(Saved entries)

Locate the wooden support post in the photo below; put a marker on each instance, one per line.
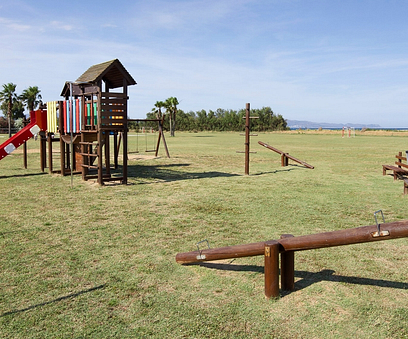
(115, 149)
(271, 269)
(49, 140)
(247, 122)
(43, 151)
(100, 158)
(107, 152)
(25, 154)
(287, 268)
(125, 159)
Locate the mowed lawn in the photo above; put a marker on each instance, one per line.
(99, 262)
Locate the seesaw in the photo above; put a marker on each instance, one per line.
(287, 245)
(285, 156)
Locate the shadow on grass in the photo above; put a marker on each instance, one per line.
(310, 278)
(170, 173)
(69, 296)
(21, 175)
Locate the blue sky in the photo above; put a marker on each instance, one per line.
(323, 61)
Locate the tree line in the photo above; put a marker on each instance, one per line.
(13, 105)
(218, 120)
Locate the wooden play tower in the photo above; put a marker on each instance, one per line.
(90, 114)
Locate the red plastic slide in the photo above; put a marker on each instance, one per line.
(38, 122)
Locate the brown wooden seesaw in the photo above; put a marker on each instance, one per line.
(287, 245)
(285, 156)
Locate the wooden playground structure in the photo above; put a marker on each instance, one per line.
(287, 245)
(90, 115)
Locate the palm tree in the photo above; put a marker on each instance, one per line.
(159, 105)
(8, 96)
(171, 106)
(31, 97)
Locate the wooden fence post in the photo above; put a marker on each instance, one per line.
(271, 269)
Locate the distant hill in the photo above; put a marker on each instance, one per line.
(312, 125)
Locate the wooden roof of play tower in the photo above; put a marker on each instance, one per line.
(111, 72)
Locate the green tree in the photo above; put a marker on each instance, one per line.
(158, 106)
(171, 107)
(17, 110)
(31, 97)
(7, 97)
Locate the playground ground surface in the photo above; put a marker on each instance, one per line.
(99, 262)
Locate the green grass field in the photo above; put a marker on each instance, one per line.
(99, 262)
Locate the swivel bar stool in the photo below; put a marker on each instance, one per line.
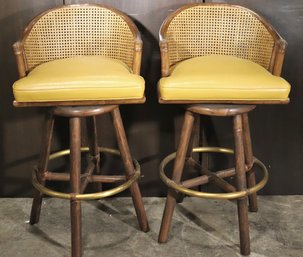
(218, 60)
(81, 61)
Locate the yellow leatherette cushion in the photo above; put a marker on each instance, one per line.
(218, 77)
(79, 78)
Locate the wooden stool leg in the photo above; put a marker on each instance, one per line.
(75, 172)
(241, 185)
(93, 146)
(42, 167)
(129, 167)
(177, 174)
(250, 175)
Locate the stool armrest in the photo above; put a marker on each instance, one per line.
(278, 56)
(20, 58)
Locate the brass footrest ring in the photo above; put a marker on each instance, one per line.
(91, 196)
(228, 196)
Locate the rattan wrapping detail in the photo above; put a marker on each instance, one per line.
(74, 30)
(218, 29)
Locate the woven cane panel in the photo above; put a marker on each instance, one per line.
(73, 31)
(205, 30)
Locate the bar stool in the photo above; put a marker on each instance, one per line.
(218, 60)
(81, 61)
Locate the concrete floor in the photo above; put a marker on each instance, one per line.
(200, 228)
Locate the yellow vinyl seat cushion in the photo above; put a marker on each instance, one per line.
(79, 78)
(220, 77)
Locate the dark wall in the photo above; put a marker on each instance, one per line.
(152, 129)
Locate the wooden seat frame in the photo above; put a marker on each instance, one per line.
(243, 157)
(75, 111)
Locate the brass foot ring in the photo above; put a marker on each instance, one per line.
(91, 196)
(228, 196)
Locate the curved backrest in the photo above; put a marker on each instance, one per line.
(204, 29)
(79, 30)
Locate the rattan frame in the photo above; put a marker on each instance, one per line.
(24, 69)
(275, 64)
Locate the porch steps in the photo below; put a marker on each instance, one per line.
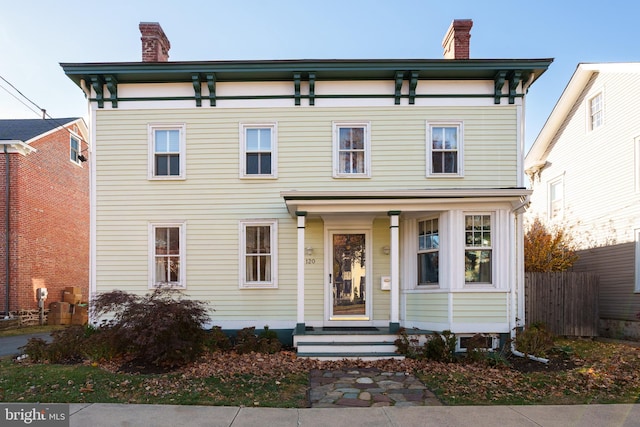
(338, 345)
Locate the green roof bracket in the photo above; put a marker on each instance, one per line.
(498, 85)
(413, 84)
(514, 81)
(296, 85)
(112, 86)
(211, 84)
(197, 88)
(399, 80)
(312, 88)
(97, 84)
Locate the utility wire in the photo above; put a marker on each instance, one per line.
(42, 110)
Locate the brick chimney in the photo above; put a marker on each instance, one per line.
(456, 41)
(155, 44)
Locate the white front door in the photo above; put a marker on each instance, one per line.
(349, 284)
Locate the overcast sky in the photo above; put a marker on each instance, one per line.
(37, 35)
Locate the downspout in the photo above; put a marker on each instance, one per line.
(7, 229)
(518, 210)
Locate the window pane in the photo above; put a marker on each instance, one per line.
(265, 164)
(253, 139)
(173, 137)
(162, 165)
(428, 268)
(252, 163)
(478, 266)
(450, 138)
(450, 162)
(174, 164)
(437, 162)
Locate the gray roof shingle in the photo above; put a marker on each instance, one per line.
(26, 129)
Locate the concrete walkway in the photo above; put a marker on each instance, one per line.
(109, 415)
(363, 387)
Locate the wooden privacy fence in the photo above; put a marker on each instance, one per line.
(567, 302)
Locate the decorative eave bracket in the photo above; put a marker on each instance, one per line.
(97, 83)
(514, 81)
(211, 84)
(499, 80)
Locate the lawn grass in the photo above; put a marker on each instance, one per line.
(598, 373)
(91, 384)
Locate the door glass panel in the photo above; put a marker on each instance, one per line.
(349, 275)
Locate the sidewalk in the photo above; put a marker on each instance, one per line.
(108, 415)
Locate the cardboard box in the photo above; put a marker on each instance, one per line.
(59, 307)
(71, 298)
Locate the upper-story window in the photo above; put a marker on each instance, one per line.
(556, 198)
(351, 150)
(258, 143)
(167, 158)
(74, 150)
(478, 251)
(258, 263)
(167, 248)
(428, 252)
(444, 149)
(596, 112)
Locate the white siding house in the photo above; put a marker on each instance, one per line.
(585, 174)
(315, 194)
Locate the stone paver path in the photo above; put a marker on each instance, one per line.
(367, 387)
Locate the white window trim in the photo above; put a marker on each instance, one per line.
(494, 251)
(77, 138)
(590, 127)
(182, 225)
(636, 143)
(417, 285)
(273, 284)
(447, 123)
(560, 181)
(337, 125)
(182, 128)
(637, 261)
(274, 149)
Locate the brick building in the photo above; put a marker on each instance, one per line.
(44, 210)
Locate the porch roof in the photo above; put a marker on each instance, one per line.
(382, 201)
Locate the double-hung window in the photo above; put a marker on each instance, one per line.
(351, 150)
(444, 149)
(556, 198)
(167, 152)
(167, 253)
(258, 266)
(596, 112)
(428, 252)
(74, 150)
(258, 143)
(478, 251)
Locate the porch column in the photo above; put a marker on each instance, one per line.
(394, 322)
(300, 327)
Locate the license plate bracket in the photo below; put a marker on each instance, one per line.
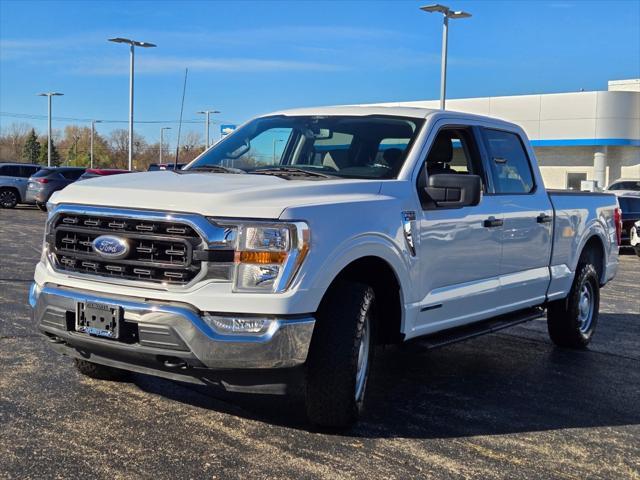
(99, 319)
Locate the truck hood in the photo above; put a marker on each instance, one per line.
(213, 194)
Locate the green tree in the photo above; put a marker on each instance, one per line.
(56, 161)
(31, 149)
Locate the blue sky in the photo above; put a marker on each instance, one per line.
(247, 58)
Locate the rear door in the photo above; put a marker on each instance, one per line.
(528, 219)
(459, 249)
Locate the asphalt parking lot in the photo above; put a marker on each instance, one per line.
(508, 405)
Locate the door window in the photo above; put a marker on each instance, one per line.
(10, 171)
(509, 163)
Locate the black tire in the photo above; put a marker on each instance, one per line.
(566, 321)
(100, 372)
(9, 198)
(335, 393)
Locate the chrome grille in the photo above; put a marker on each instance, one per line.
(159, 251)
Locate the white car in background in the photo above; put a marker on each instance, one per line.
(625, 186)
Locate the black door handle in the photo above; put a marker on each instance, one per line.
(493, 222)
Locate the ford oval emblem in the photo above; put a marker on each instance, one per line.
(110, 247)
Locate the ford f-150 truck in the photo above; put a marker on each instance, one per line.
(297, 244)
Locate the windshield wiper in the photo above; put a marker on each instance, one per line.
(290, 171)
(215, 168)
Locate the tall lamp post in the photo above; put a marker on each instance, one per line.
(49, 95)
(447, 13)
(93, 131)
(206, 124)
(132, 44)
(162, 141)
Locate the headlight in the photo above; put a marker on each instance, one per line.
(268, 255)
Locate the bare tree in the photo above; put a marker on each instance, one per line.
(12, 141)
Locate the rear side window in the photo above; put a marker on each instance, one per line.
(27, 171)
(72, 174)
(629, 204)
(509, 163)
(9, 170)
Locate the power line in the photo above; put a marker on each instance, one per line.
(30, 116)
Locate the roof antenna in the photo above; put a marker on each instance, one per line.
(184, 89)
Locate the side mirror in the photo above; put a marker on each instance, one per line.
(447, 190)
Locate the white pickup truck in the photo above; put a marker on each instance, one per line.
(295, 245)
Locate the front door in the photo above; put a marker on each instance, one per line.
(459, 249)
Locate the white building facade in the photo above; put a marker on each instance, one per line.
(576, 136)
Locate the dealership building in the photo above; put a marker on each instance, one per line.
(576, 136)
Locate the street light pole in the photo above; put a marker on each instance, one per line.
(162, 141)
(132, 44)
(206, 125)
(93, 131)
(49, 95)
(447, 13)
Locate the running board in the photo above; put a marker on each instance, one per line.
(466, 332)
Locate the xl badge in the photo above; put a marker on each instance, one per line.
(110, 247)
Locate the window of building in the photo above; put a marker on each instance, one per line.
(574, 180)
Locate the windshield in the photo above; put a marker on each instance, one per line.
(626, 185)
(337, 146)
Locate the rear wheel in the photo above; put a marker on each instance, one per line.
(572, 321)
(340, 355)
(8, 198)
(100, 372)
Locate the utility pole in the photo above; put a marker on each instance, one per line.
(132, 44)
(49, 95)
(93, 130)
(162, 141)
(447, 13)
(206, 125)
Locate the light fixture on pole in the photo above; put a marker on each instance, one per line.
(93, 131)
(49, 95)
(162, 141)
(132, 44)
(447, 13)
(206, 124)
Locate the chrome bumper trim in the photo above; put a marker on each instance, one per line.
(284, 344)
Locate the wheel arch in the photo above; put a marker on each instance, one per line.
(593, 249)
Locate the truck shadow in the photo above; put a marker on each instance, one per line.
(493, 385)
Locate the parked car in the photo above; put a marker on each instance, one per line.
(13, 182)
(48, 180)
(625, 186)
(252, 271)
(101, 172)
(635, 237)
(165, 166)
(630, 207)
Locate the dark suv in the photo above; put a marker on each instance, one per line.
(48, 180)
(13, 182)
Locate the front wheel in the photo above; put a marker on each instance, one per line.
(340, 355)
(572, 321)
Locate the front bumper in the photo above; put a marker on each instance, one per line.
(168, 334)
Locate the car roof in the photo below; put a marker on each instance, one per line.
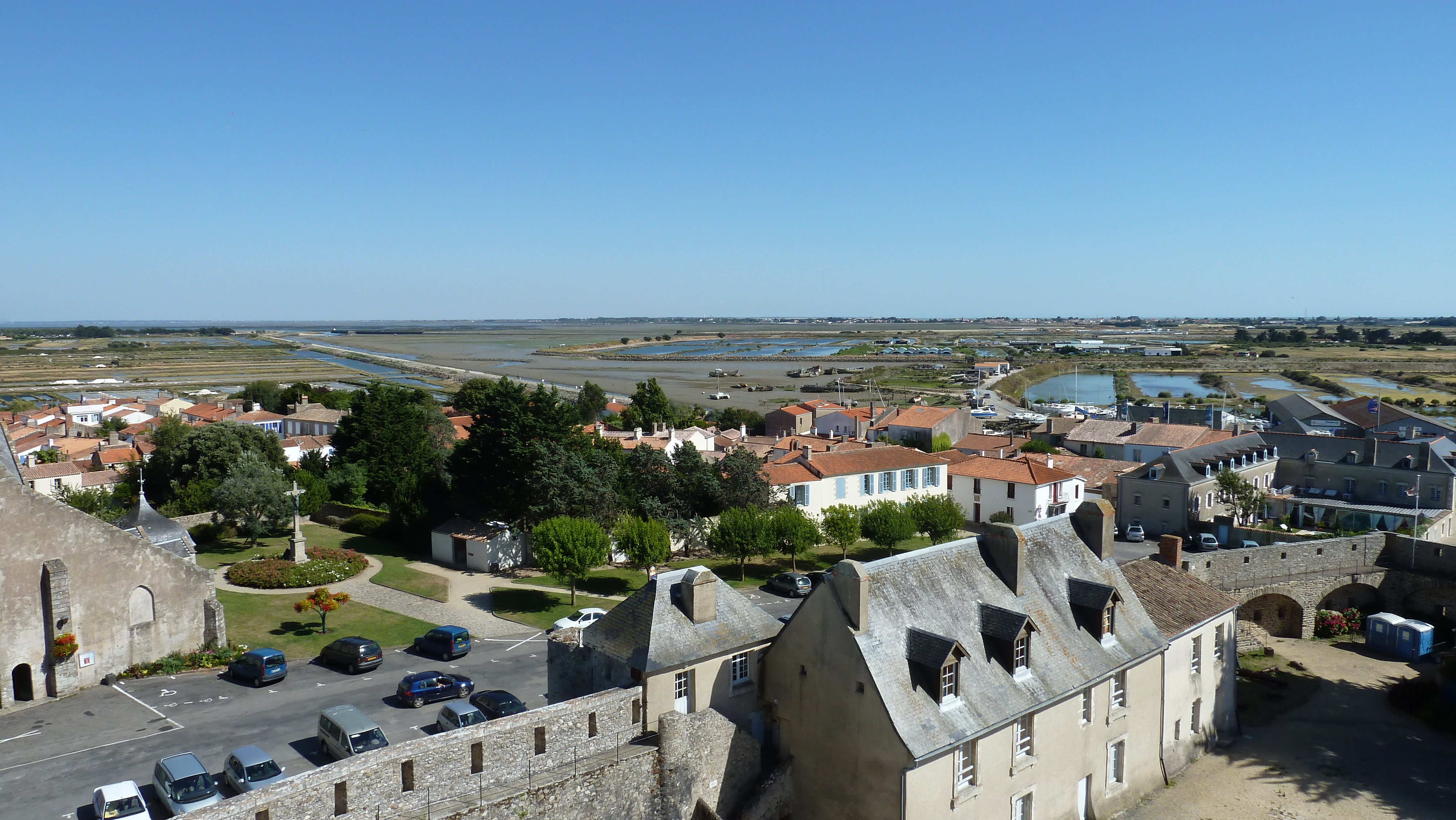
(117, 792)
(251, 757)
(184, 765)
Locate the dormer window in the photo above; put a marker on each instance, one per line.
(1094, 607)
(1008, 639)
(935, 665)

*What this task involves:* Only the lines from the one containing "Locate the running" through the final line of the records should be retyped, exactly, with every picture omitted.

*Exercise output:*
Locate the running board in the photo above; put a marker on each instance, one per line.
(466, 332)
Locate the xl badge in the photo above; put a marker on each instance, one per line.
(110, 247)
Locate the window of building in the photo above; put a marker on each instance, one per line.
(574, 180)
Locate the windshield in the photo above; put a marker on each instance, one per line.
(626, 185)
(337, 146)
Locate the rear wheel in the photo above; put a marker on each instance, one per line.
(572, 321)
(340, 355)
(8, 198)
(100, 372)
Locate the utility pole in the photo above; put a marker on each instance, one per line.
(132, 44)
(49, 95)
(93, 130)
(162, 141)
(447, 13)
(206, 125)
Locate the light fixture on pole in the photo above; put a marker on each instance, one per line.
(93, 131)
(49, 95)
(162, 141)
(132, 44)
(447, 13)
(206, 124)
Locate the chrome bumper trim in the photo above; put a marker on each instance, one per line.
(284, 344)
Locate the wheel arch in the photo above; put a marker on each instance, one per line.
(593, 249)
Locate the truck shadow in the photo above; put a marker on each instance, one per line.
(493, 385)
Locate the parked car in the photo above; put a marker on each instance, one per line.
(13, 182)
(48, 180)
(625, 186)
(252, 271)
(101, 172)
(635, 237)
(165, 166)
(630, 207)
Locate the dark suv in the photo above; put a marker on each instance, one per line.
(48, 180)
(13, 182)
Locate the front wheel in the photo above; put a marker on each instance, one per line.
(340, 355)
(572, 321)
Locate the front bumper in the photo above; put a marker on each instance, one per line.
(168, 334)
Locate the car roof in the photo below; put a marker on each instance, one per line.
(117, 792)
(251, 757)
(184, 765)
Locate the dormer window in the photo above; put a marker on each instance, one per line.
(1094, 607)
(1008, 639)
(935, 665)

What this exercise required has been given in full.